◆ WHAT YOU WILL DO ◆
Reproduce every one of the lines below word for word, leaving out the pictures.

◆ DATA EXTRACT ◆
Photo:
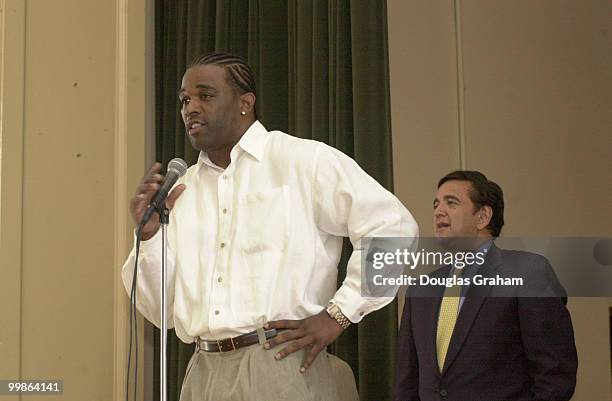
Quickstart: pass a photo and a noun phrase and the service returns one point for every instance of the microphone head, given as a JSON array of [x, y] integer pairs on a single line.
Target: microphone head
[[178, 165]]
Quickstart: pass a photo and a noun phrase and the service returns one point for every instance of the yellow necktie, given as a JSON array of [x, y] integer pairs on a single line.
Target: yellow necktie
[[449, 309]]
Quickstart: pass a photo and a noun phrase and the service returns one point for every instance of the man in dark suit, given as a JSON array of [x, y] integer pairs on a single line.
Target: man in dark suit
[[481, 345]]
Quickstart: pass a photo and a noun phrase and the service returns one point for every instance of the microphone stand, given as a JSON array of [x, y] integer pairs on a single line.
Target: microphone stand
[[163, 338]]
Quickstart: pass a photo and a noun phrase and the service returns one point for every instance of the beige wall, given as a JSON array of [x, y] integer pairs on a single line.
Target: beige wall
[[534, 115], [73, 141]]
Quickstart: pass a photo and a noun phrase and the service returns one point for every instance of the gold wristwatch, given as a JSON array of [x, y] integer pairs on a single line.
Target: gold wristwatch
[[335, 313]]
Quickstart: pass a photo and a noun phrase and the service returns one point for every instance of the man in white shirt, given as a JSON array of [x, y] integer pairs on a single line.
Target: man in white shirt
[[255, 236]]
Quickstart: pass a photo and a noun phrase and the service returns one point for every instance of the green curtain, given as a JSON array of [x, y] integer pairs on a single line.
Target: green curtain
[[322, 73]]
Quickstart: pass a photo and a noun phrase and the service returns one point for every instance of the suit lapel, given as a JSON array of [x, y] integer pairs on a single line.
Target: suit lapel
[[471, 306]]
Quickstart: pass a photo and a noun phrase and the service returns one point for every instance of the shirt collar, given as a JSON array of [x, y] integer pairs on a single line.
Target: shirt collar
[[252, 141]]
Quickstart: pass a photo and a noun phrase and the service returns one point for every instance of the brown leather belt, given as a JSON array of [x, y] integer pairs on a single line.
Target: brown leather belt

◆ EXPECTED ANSWER ◆
Photo:
Quickstart: pass a photo and a noun phrase and the service returns one point for every instance of the microphone head, given as a JSON array of [x, y] integer pairs on a single line.
Target: microphone head
[[178, 165]]
Quickstart: pass a photo and a noun phrase and the service returns one point for every instance of the yellow necktie, given as a JSON array of [x, y] integer pairs on a single line.
Target: yellow necktie
[[449, 309]]
Quickstart: pass a photo and a noun phrase and the service returns one point for every instance of the man in dark suit, given as a JSON array of [x, y] integer pairs on a single line.
Target: man in dark suit
[[481, 345]]
Quickstart: pass a photo and a noun phrase and the service returns one point for every instance of the microphone stand, given as a JSON array of [x, y] integer pairs on a single line.
Target: microphone stand
[[163, 338]]
Quickstart: pass a photo and a noun phrase and the service returns one point for every instance of the beige wall, given as a JSON array of [x, y] integer pairs on a single line.
Target: beige wall
[[534, 115], [73, 141]]
Quickstart: pass a photo and a noun phrase and the service returns one point for every instance of the gold wristwatch, given as a JSON array of [x, y] integer pairs on a single line.
Target: gold wristwatch
[[335, 313]]
Quickstart: pass a photo and a noun phrase and the service returns one point for every instance of the man in white shirt, given as a JSON array of [x, y] integer pairs on a single line.
Target: man in white shirt
[[255, 236]]
Quickstart: pass a photo and a noun phrase and the service returns one point for every instance of the green curtain, given as a JSON array of [x, y] integer pairs on a single line.
Target: green curtain
[[322, 73]]
Quickstart: pass a photo and a noun phrase and the service returns one point for every instance of the suit lapel, given as a JSON array of [x, y] integer pairs on a single line.
Target: suit lapel
[[471, 306]]
Quickstart: pass a photo and a noun phrase and the service returns one point for every instance of the shirt collar, given as a JSON array of [x, y] integer pairs on a single line.
Target: shirt collar
[[252, 141]]
Quickstart: pass a photo and a noun phrase and the service returns one point for every instance of the brown leather belt, given as a JSON array of [x, y] integer pairs on a single line.
Target: brown leather belt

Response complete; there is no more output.